**Written request:** Starting with the line containing "task: segment the torn bread piece" and going on through the line containing "98L49 71L76 54L74", write those lines of the records out again with "outline" replaced by "contour". Leave everything else unchanged.

**Excerpt from a dataset:**
^^^^
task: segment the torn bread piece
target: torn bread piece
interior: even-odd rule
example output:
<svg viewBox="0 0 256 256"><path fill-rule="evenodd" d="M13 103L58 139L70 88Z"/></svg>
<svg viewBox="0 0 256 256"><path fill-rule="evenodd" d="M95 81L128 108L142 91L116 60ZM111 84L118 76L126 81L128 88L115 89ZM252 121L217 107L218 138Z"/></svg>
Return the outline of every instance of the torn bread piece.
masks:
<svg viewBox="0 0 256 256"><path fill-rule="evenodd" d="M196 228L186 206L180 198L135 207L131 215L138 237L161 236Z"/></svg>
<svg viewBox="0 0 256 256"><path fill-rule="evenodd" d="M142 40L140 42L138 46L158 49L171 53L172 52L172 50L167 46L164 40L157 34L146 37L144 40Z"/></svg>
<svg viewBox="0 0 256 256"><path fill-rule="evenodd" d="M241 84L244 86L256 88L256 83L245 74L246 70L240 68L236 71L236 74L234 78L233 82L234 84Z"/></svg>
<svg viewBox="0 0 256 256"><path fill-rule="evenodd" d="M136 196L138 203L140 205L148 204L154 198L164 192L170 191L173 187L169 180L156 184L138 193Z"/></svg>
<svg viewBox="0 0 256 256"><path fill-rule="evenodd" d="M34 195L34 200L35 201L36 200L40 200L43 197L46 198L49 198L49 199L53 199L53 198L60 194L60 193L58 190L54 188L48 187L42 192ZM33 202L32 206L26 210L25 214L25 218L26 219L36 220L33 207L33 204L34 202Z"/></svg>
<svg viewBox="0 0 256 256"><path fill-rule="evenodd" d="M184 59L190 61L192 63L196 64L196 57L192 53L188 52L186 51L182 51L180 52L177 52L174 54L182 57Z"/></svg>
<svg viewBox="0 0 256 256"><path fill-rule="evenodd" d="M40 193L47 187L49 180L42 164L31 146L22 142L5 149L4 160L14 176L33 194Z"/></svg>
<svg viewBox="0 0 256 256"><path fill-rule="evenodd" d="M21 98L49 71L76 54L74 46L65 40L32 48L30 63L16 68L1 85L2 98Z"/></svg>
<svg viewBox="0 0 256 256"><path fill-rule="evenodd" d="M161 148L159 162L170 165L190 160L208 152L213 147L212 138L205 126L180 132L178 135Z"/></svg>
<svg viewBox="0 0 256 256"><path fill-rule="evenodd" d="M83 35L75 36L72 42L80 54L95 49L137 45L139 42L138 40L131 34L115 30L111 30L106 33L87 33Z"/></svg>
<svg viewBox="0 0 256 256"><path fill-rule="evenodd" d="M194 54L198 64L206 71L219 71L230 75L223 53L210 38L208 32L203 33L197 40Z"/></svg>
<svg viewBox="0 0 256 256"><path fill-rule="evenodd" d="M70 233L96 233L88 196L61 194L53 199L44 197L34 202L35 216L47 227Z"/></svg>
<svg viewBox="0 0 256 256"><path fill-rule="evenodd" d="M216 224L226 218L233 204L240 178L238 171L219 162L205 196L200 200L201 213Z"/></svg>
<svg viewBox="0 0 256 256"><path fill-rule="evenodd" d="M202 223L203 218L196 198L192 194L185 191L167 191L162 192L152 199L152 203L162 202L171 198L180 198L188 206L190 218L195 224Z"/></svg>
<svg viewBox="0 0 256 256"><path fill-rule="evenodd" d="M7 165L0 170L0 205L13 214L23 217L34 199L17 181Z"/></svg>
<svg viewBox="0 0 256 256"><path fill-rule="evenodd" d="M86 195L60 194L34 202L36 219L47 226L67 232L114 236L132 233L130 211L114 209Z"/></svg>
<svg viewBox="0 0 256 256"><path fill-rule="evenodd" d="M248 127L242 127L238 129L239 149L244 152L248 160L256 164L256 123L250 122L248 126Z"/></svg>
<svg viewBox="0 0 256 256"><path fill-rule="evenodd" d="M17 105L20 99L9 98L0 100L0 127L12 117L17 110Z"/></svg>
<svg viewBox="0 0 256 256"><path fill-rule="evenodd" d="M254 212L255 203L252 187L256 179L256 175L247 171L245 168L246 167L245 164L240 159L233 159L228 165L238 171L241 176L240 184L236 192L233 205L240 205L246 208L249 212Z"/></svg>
^^^^
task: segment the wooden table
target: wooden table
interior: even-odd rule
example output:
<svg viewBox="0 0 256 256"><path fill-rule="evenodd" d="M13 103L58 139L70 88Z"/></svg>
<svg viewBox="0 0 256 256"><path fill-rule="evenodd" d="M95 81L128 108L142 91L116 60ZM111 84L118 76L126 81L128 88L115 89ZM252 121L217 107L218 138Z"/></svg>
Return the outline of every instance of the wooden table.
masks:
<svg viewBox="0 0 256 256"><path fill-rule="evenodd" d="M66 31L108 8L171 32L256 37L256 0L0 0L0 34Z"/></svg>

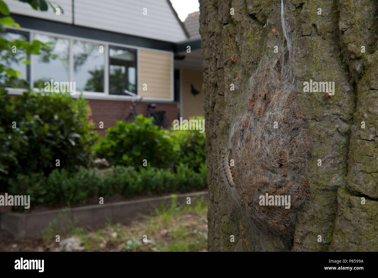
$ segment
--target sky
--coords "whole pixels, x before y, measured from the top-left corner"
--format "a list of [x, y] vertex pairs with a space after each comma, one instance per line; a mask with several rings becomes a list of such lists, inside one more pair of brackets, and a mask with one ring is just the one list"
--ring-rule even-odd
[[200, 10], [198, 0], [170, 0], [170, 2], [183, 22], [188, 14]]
^^^^
**Complete answer:**
task: segment the torn bread piece
target: torn bread piece
interior: even-odd rule
example output:
<svg viewBox="0 0 256 256"><path fill-rule="evenodd" d="M13 103L58 139L70 88Z"/></svg>
<svg viewBox="0 0 256 256"><path fill-rule="evenodd" d="M95 81L128 108L142 91L116 60ZM111 84L118 76L126 81L128 88L115 89ZM252 121L217 107L218 138Z"/></svg>
Return the contour of every instance of the torn bread piece.
masks:
<svg viewBox="0 0 256 256"><path fill-rule="evenodd" d="M196 228L186 206L180 198L135 207L131 215L138 237L161 236Z"/></svg>
<svg viewBox="0 0 256 256"><path fill-rule="evenodd" d="M142 40L140 42L138 46L158 49L171 53L172 52L172 50L167 46L164 40L157 34L146 37L144 40Z"/></svg>
<svg viewBox="0 0 256 256"><path fill-rule="evenodd" d="M241 84L244 86L256 88L256 83L245 74L246 70L240 68L236 71L236 74L234 78L233 82L234 84Z"/></svg>
<svg viewBox="0 0 256 256"><path fill-rule="evenodd" d="M136 196L138 203L140 205L148 204L154 198L164 192L170 191L173 187L169 180L156 184L138 193Z"/></svg>
<svg viewBox="0 0 256 256"><path fill-rule="evenodd" d="M34 195L34 200L35 201L36 200L40 200L43 197L46 198L49 198L49 199L53 199L53 198L60 194L60 193L58 190L54 188L48 187L42 192ZM33 202L32 206L26 210L25 214L25 218L26 219L36 220L33 207L33 204L34 202Z"/></svg>
<svg viewBox="0 0 256 256"><path fill-rule="evenodd" d="M184 59L190 61L192 63L196 64L196 57L192 53L188 52L186 51L182 51L180 52L177 52L174 54L182 57Z"/></svg>
<svg viewBox="0 0 256 256"><path fill-rule="evenodd" d="M40 193L47 187L49 180L42 164L31 146L22 142L5 149L4 160L14 176L33 194Z"/></svg>
<svg viewBox="0 0 256 256"><path fill-rule="evenodd" d="M21 98L49 71L76 54L74 46L65 40L32 48L30 63L16 68L1 85L2 98Z"/></svg>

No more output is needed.